* **Task to carry out**
Where the string "stone" appears in a line of the data, show that line.

[Point-per-instance localization data]
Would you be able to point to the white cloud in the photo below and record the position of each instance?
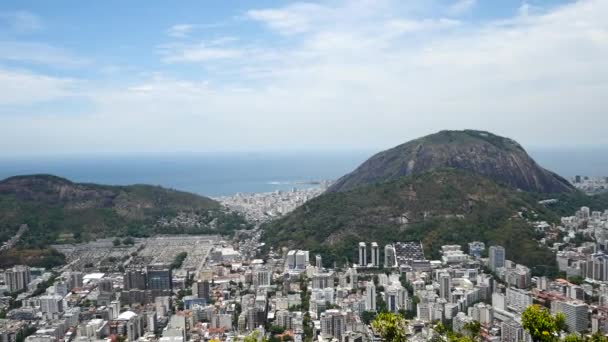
(197, 53)
(20, 21)
(461, 6)
(24, 87)
(180, 30)
(39, 53)
(379, 80)
(295, 18)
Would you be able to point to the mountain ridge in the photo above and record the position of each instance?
(59, 210)
(502, 159)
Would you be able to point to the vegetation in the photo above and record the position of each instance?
(541, 325)
(59, 211)
(179, 260)
(438, 207)
(390, 326)
(500, 159)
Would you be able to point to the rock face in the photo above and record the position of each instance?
(500, 159)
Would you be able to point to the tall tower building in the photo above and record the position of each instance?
(370, 297)
(159, 277)
(362, 254)
(17, 278)
(445, 287)
(497, 257)
(390, 259)
(375, 255)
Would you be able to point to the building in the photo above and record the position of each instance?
(159, 277)
(261, 277)
(497, 257)
(17, 278)
(322, 280)
(76, 280)
(375, 254)
(517, 300)
(370, 297)
(134, 279)
(51, 304)
(284, 318)
(512, 331)
(476, 249)
(362, 254)
(576, 314)
(390, 258)
(333, 324)
(201, 289)
(301, 260)
(445, 287)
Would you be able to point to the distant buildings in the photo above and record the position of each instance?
(17, 278)
(476, 249)
(390, 258)
(362, 254)
(297, 260)
(497, 257)
(375, 255)
(370, 297)
(576, 314)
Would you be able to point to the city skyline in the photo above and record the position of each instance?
(92, 78)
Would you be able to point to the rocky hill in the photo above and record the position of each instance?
(478, 152)
(58, 210)
(442, 206)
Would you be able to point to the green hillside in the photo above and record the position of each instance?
(58, 210)
(440, 207)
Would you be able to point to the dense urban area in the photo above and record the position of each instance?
(208, 287)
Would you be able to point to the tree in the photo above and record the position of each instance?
(541, 325)
(474, 329)
(390, 326)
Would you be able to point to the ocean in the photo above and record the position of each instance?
(226, 174)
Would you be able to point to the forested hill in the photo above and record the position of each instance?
(442, 206)
(58, 210)
(482, 153)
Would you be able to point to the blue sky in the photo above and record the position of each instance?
(165, 76)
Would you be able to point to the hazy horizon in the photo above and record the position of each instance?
(340, 74)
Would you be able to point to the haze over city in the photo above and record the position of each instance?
(115, 77)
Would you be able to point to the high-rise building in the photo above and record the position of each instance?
(301, 260)
(497, 257)
(134, 279)
(390, 258)
(512, 331)
(362, 254)
(517, 300)
(322, 280)
(261, 277)
(201, 289)
(17, 278)
(76, 280)
(159, 277)
(375, 255)
(291, 260)
(393, 299)
(370, 297)
(50, 304)
(476, 248)
(576, 314)
(333, 323)
(445, 287)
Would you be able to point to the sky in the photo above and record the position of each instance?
(210, 76)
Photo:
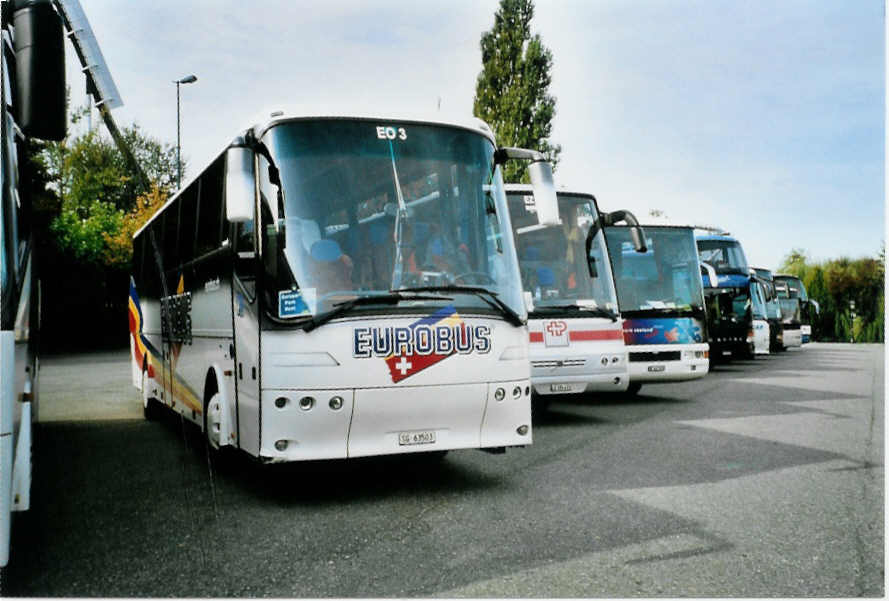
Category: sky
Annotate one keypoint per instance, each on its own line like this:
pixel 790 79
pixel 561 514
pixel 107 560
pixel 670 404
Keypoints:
pixel 763 118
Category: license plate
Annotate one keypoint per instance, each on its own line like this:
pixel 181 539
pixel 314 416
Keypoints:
pixel 411 438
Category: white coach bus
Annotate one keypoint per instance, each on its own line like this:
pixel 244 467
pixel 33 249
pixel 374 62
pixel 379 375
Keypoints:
pixel 576 335
pixel 340 287
pixel 662 304
pixel 32 105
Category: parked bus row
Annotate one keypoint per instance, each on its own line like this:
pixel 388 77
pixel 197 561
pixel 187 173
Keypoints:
pixel 335 286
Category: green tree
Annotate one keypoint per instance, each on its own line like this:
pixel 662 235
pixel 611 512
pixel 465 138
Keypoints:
pixel 511 93
pixel 839 285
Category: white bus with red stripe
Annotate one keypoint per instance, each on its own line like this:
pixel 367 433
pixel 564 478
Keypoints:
pixel 662 304
pixel 574 326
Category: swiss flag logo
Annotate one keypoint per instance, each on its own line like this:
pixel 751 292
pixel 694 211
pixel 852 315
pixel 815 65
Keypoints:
pixel 555 332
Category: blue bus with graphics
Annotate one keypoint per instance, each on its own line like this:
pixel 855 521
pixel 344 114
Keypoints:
pixel 661 301
pixel 32 105
pixel 729 304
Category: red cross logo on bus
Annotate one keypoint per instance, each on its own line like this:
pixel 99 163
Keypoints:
pixel 556 328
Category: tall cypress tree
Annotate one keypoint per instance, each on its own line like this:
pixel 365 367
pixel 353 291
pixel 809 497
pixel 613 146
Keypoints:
pixel 511 93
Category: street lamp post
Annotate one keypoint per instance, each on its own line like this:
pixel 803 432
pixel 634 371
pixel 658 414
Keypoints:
pixel 186 79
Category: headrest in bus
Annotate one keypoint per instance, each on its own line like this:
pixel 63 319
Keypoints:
pixel 545 276
pixel 326 251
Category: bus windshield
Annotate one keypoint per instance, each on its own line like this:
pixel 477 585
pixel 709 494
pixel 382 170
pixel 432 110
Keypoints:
pixel 367 209
pixel 554 264
pixel 666 276
pixel 726 256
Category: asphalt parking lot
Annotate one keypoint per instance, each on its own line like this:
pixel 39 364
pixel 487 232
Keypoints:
pixel 764 479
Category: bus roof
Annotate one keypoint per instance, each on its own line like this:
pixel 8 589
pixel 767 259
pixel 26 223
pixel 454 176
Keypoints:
pixel 268 119
pixel 715 238
pixel 528 188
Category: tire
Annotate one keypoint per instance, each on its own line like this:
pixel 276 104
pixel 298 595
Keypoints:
pixel 149 405
pixel 212 422
pixel 539 406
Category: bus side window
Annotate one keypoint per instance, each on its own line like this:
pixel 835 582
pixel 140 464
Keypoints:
pixel 188 223
pixel 171 239
pixel 210 220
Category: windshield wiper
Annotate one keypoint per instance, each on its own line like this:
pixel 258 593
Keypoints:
pixel 488 296
pixel 392 298
pixel 693 309
pixel 598 311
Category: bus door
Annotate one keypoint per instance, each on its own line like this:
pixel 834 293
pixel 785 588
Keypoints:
pixel 246 321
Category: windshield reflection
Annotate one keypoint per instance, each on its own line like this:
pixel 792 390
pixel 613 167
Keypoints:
pixel 367 208
pixel 666 276
pixel 555 266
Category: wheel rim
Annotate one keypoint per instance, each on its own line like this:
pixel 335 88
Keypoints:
pixel 213 424
pixel 144 391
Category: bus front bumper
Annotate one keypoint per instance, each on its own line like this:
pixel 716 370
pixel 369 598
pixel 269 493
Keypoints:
pixel 391 420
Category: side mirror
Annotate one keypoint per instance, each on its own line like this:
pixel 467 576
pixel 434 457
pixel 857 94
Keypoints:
pixel 637 234
pixel 708 270
pixel 541 174
pixel 544 187
pixel 40 68
pixel 591 264
pixel 240 185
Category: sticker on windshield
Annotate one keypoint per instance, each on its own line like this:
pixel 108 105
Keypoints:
pixel 391 133
pixel 293 303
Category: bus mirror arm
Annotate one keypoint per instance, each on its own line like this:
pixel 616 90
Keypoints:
pixel 637 234
pixel 816 305
pixel 710 271
pixel 541 174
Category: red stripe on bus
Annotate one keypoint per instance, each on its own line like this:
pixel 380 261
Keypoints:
pixel 583 335
pixel 596 335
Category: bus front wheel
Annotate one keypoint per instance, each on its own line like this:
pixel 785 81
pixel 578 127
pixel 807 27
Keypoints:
pixel 213 421
pixel 149 404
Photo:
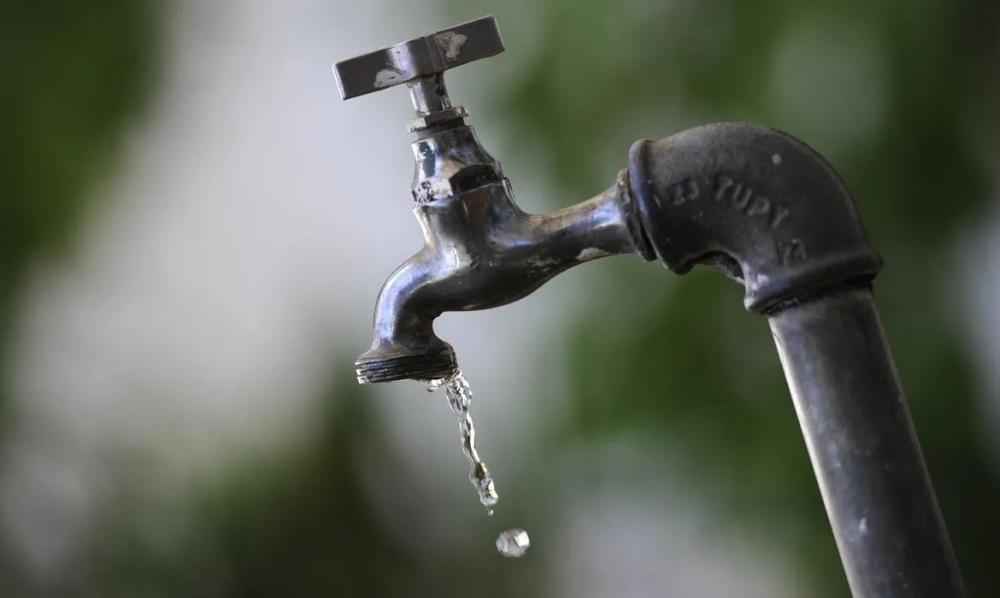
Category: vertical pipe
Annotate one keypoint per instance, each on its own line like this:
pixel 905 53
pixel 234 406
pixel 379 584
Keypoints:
pixel 863 448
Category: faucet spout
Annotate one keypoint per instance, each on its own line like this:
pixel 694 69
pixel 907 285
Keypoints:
pixel 481 251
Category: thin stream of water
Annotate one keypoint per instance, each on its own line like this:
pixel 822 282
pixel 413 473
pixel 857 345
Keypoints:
pixel 460 400
pixel 512 542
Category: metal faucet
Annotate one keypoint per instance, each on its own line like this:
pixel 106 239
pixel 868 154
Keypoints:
pixel 755 203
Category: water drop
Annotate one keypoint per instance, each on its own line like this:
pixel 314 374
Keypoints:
pixel 513 543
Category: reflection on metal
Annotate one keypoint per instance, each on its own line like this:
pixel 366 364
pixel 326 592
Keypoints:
pixel 753 202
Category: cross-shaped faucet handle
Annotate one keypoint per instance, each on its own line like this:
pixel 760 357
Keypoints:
pixel 420 63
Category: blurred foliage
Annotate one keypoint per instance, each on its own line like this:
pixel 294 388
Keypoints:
pixel 302 525
pixel 75 73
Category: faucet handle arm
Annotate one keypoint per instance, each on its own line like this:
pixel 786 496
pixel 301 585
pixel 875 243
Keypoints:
pixel 422 57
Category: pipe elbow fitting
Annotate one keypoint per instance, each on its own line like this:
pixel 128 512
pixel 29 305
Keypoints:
pixel 757 203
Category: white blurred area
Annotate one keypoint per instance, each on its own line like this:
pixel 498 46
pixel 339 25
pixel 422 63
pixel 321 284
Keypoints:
pixel 238 253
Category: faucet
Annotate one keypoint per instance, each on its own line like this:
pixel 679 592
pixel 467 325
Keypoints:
pixel 755 203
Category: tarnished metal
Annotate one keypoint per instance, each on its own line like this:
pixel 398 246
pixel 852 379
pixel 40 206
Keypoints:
pixel 481 251
pixel 421 57
pixel 753 202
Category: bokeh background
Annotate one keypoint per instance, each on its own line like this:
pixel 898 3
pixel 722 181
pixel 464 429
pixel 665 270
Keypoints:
pixel 194 230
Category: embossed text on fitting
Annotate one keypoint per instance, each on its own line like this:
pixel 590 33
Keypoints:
pixel 746 200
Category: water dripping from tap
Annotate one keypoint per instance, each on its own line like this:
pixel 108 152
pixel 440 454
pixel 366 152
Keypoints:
pixel 460 400
pixel 512 542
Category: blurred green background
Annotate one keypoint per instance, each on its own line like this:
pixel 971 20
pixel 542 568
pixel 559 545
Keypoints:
pixel 664 382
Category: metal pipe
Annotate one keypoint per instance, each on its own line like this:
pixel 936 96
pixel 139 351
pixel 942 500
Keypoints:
pixel 864 449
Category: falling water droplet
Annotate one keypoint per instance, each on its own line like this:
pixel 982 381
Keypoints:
pixel 513 543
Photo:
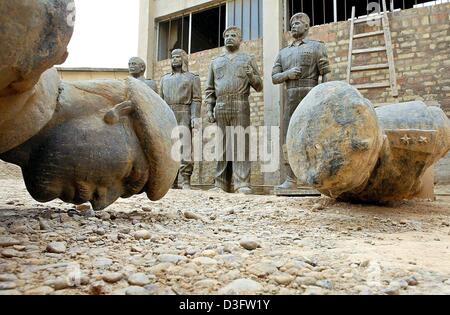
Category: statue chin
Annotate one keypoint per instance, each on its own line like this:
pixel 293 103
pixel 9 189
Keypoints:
pixel 83 160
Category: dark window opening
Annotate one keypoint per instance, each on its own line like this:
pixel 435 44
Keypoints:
pixel 319 11
pixel 322 11
pixel 173 34
pixel 247 15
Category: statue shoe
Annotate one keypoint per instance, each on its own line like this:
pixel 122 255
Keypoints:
pixel 245 191
pixel 289 184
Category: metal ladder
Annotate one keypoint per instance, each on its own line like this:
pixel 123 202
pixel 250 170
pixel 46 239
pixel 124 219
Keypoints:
pixel 392 83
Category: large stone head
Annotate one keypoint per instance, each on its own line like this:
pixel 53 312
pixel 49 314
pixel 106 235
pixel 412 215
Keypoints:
pixel 233 38
pixel 300 24
pixel 81 156
pixel 180 60
pixel 136 67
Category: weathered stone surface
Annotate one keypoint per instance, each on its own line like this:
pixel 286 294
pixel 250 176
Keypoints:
pixel 131 144
pixel 336 131
pixel 56 248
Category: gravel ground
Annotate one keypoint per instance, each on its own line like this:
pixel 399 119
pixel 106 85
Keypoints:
pixel 195 242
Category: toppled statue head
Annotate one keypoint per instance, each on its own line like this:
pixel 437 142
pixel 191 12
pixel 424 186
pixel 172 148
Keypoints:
pixel 233 38
pixel 180 60
pixel 300 24
pixel 76 141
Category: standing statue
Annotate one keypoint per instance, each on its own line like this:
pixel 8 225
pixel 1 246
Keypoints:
pixel 227 92
pixel 182 91
pixel 299 66
pixel 86 141
pixel 137 68
pixel 340 145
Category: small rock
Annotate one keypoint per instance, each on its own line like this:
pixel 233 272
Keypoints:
pixel 135 290
pixel 112 277
pixel 241 287
pixel 97 288
pixel 100 231
pixel 136 249
pixel 306 281
pixel 191 216
pixel 6 241
pixel 191 251
pixel 56 248
pixel 10 293
pixel 7 278
pixel 138 279
pixel 83 208
pixel 174 259
pixel 249 244
pixel 206 284
pixel 262 269
pixel 393 289
pixel 61 284
pixel 102 262
pixel 44 225
pixel 105 216
pixel 412 281
pixel 209 253
pixel 142 235
pixel 11 253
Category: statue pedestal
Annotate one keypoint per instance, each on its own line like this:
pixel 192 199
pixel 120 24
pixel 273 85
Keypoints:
pixel 427 191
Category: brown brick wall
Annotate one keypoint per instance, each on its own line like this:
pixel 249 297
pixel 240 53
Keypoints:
pixel 199 64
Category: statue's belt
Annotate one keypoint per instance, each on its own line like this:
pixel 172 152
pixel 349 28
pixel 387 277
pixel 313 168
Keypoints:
pixel 232 98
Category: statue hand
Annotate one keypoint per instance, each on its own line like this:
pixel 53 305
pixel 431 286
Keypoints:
pixel 249 71
pixel 294 73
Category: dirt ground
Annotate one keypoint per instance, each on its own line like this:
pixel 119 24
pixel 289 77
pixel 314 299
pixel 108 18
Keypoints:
pixel 195 242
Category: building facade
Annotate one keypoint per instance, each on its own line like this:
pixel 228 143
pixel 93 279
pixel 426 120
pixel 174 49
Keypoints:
pixel 420 37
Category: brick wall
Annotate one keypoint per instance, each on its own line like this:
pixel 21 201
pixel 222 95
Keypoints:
pixel 199 64
pixel 421 42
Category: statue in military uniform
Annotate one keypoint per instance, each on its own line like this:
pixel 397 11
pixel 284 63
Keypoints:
pixel 231 75
pixel 181 90
pixel 136 68
pixel 299 66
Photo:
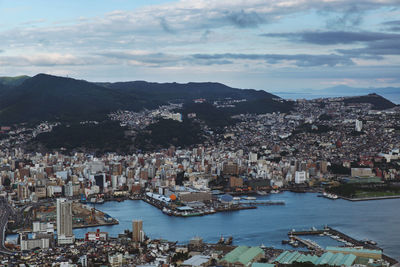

* **Output**
Category: large stone head
Category: weathered stone surface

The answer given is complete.